> _Assignment_
In the data below, which lines hold "sunglasses"? Copy every one.

[Referring expression grounding data]

***

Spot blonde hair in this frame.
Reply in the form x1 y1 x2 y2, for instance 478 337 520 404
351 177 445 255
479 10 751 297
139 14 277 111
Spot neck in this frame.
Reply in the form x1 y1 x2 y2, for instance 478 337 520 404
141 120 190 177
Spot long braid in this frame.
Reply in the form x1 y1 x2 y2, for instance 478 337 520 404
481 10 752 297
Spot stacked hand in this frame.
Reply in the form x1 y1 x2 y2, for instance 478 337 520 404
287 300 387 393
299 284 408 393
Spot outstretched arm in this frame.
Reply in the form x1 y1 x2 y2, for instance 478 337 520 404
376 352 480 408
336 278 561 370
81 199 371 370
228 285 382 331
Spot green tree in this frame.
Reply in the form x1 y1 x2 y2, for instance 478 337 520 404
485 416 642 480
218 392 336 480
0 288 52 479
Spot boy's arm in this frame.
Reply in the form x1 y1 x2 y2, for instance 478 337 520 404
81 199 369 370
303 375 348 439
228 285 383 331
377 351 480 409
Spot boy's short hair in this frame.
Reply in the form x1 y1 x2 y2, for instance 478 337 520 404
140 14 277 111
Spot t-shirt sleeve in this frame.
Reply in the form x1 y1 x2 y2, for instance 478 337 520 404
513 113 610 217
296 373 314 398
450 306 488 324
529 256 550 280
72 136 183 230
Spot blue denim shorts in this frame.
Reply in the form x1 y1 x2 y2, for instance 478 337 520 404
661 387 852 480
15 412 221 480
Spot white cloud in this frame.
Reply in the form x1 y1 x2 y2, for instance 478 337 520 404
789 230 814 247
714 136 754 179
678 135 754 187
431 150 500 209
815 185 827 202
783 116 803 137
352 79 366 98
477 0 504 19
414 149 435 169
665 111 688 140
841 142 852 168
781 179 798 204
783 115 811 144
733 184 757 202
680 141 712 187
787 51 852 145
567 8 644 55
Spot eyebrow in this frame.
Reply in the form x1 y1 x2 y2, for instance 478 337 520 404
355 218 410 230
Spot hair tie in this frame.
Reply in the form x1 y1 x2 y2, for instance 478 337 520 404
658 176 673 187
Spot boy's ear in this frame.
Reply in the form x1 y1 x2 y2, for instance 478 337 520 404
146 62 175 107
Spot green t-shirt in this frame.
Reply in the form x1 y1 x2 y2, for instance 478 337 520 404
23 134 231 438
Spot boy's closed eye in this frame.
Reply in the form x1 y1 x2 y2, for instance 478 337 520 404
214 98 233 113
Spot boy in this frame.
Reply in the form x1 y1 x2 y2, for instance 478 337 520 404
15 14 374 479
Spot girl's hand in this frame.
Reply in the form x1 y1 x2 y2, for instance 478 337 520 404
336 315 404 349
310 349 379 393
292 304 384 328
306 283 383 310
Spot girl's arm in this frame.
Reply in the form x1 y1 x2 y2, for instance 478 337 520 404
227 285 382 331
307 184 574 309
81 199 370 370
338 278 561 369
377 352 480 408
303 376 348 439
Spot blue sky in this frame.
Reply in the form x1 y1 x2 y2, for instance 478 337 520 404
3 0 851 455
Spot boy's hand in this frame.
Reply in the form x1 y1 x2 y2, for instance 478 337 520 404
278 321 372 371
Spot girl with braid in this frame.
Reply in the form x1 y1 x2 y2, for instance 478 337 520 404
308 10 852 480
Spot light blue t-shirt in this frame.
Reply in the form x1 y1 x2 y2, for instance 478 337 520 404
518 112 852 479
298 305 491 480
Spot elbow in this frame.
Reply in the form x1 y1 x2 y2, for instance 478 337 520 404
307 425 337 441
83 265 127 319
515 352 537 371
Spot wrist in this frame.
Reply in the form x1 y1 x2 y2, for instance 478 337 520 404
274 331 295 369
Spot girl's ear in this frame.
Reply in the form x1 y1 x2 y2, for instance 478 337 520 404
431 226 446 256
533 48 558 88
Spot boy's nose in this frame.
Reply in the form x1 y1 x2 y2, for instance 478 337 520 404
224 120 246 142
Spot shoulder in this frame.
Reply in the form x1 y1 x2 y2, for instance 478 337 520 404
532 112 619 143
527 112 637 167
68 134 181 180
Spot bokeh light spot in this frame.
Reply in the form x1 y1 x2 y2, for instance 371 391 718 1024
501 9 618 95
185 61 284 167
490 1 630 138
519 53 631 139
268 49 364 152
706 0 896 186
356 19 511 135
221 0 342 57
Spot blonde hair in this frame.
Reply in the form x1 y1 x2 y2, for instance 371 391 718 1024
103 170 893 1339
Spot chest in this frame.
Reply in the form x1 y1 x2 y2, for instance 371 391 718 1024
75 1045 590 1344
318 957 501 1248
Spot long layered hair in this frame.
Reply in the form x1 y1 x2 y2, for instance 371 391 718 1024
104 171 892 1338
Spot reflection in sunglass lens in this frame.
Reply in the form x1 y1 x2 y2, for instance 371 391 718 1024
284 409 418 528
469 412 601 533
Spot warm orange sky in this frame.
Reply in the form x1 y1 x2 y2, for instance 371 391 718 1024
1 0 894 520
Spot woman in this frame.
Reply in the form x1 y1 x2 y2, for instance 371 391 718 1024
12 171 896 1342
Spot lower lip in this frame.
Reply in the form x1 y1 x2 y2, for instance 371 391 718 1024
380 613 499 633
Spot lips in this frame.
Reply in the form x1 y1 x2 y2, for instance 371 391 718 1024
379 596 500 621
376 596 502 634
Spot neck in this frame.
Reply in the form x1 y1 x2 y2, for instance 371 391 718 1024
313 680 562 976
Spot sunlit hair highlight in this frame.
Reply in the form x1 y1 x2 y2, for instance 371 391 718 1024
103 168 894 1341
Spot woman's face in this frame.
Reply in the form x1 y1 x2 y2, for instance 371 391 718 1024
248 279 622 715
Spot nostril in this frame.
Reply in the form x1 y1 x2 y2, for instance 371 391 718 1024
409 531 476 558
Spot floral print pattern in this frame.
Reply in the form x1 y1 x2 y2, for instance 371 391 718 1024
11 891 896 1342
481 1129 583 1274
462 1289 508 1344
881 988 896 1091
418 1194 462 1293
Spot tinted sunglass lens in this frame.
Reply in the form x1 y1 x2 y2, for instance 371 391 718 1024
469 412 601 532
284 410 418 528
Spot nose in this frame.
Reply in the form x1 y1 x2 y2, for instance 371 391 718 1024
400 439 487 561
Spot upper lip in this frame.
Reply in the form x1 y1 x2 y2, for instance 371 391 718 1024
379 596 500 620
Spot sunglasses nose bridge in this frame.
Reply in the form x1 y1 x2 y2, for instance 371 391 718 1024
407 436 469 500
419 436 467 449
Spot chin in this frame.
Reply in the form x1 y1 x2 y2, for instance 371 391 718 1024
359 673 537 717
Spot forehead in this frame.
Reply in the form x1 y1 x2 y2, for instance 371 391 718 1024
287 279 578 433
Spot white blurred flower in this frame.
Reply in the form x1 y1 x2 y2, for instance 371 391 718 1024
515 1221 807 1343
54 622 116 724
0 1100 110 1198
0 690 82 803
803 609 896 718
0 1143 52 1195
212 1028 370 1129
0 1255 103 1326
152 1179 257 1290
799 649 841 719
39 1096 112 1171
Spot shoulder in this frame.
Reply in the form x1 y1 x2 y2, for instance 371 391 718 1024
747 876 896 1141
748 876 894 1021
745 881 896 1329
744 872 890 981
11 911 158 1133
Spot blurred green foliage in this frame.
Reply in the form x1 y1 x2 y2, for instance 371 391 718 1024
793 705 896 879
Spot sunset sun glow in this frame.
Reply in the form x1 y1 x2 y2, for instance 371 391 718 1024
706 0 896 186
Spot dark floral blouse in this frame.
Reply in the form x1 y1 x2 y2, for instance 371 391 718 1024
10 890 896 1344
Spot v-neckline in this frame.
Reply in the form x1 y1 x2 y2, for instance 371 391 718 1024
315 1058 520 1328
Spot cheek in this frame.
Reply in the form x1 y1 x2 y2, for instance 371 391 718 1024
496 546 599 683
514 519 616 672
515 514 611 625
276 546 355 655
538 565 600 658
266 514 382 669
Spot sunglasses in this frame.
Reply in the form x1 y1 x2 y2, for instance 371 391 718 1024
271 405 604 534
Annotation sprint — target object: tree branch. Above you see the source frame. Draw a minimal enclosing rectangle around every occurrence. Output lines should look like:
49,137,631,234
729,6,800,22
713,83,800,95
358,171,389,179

***

> _Solution to the problem_
Spot sunglasses nose bridge in this frame.
Spot sunglasses in this frame.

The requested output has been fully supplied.